● **What the task requires**:
Can you output every non-blank line of the rows below as a JSON list of strings, one string per line, leaving out the picture placeholders?
>> start Exercise data
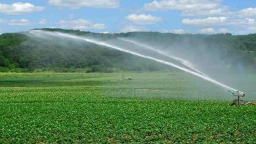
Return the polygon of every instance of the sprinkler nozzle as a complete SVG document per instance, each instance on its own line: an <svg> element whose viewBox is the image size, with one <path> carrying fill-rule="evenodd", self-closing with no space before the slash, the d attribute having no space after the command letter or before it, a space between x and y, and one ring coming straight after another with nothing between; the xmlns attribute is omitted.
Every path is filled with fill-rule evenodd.
<svg viewBox="0 0 256 144"><path fill-rule="evenodd" d="M244 97L245 96L245 94L244 92L239 91L239 90L232 91L232 90L229 90L228 91L230 92L233 94L234 96Z"/></svg>

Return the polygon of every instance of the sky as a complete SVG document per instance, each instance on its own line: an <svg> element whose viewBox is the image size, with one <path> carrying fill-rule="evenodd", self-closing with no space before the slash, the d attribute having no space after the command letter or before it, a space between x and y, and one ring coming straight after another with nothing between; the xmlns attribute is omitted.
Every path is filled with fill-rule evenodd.
<svg viewBox="0 0 256 144"><path fill-rule="evenodd" d="M98 33L255 33L255 0L0 0L0 33L54 27Z"/></svg>

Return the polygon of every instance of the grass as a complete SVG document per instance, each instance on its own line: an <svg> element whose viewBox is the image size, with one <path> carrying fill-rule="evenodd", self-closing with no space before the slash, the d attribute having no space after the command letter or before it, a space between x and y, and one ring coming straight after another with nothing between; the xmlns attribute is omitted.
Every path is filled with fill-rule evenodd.
<svg viewBox="0 0 256 144"><path fill-rule="evenodd" d="M255 107L230 107L221 88L182 73L125 75L1 73L0 143L255 143Z"/></svg>

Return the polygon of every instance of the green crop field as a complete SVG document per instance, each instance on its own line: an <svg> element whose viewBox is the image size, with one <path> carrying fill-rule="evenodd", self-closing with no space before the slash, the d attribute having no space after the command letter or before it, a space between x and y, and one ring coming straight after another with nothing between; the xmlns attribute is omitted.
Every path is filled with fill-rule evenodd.
<svg viewBox="0 0 256 144"><path fill-rule="evenodd" d="M124 75L0 73L0 143L256 143L256 107L230 106L225 90L183 73ZM241 77L228 82L255 100L256 75Z"/></svg>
>> end Exercise data
● **Result of the task**:
[
  "Return the polygon of every instance of the sprinkler nozzle as a complete SVG document per instance, each instance on its own line: an <svg> element whose viewBox is the image size, with one <path> carrying fill-rule=\"evenodd\", self-closing with no space before the slash, the d attribute having no space after the command letter or before it, a space between x and y, and one ring coming straight after another with nothing between; the xmlns attribute is omitted.",
  "Every path is filled with fill-rule evenodd.",
  "<svg viewBox=\"0 0 256 144\"><path fill-rule=\"evenodd\" d=\"M244 97L245 96L245 94L244 92L239 91L239 90L232 91L232 90L229 90L228 91L230 92L233 94L234 96Z\"/></svg>",
  "Return the polygon of every instance of the sky as a complete SVG document per instance, each instance on its own line: an <svg> element whose viewBox is the image size, with one <path> carrying fill-rule=\"evenodd\", self-closing with no space before the slash, the d attribute having no space after the command letter or before it, a space between x and y, and one ring coming straight after another with nothing between; the xmlns attribute is omitted.",
  "Every path is filled with fill-rule evenodd.",
  "<svg viewBox=\"0 0 256 144\"><path fill-rule=\"evenodd\" d=\"M98 33L255 33L255 0L0 0L0 33L54 27Z\"/></svg>",
  "Return the polygon of every instance of the grass as a complete SVG document per instance, each instance on its own line: an <svg> element whose viewBox is the image size, with one <path> carrying fill-rule=\"evenodd\", self-closing with no space before the slash, the d attribute having no space after the command letter or before it, a space between x and y, and one ring coming straight after another with nothing between; the xmlns attribute is omitted.",
  "Every path is filled with fill-rule evenodd.",
  "<svg viewBox=\"0 0 256 144\"><path fill-rule=\"evenodd\" d=\"M255 107L230 107L221 88L182 73L125 75L1 73L0 143L255 143Z\"/></svg>",
  "Return the polygon of every instance of the green crop field as a complete SVG document per instance, each instance on its own line: an <svg> element whose viewBox is the image size, with one <path> carrying fill-rule=\"evenodd\", self-closing with no space before the slash, the d attribute having no space after the command letter or before it, a space between x and y, and one ring coming straight after another with nothing between; the xmlns attribute is omitted.",
  "Every path is filled with fill-rule evenodd.",
  "<svg viewBox=\"0 0 256 144\"><path fill-rule=\"evenodd\" d=\"M124 75L0 73L0 143L256 143L256 107L230 106L225 90L183 73ZM241 77L228 82L255 100L256 75Z\"/></svg>"
]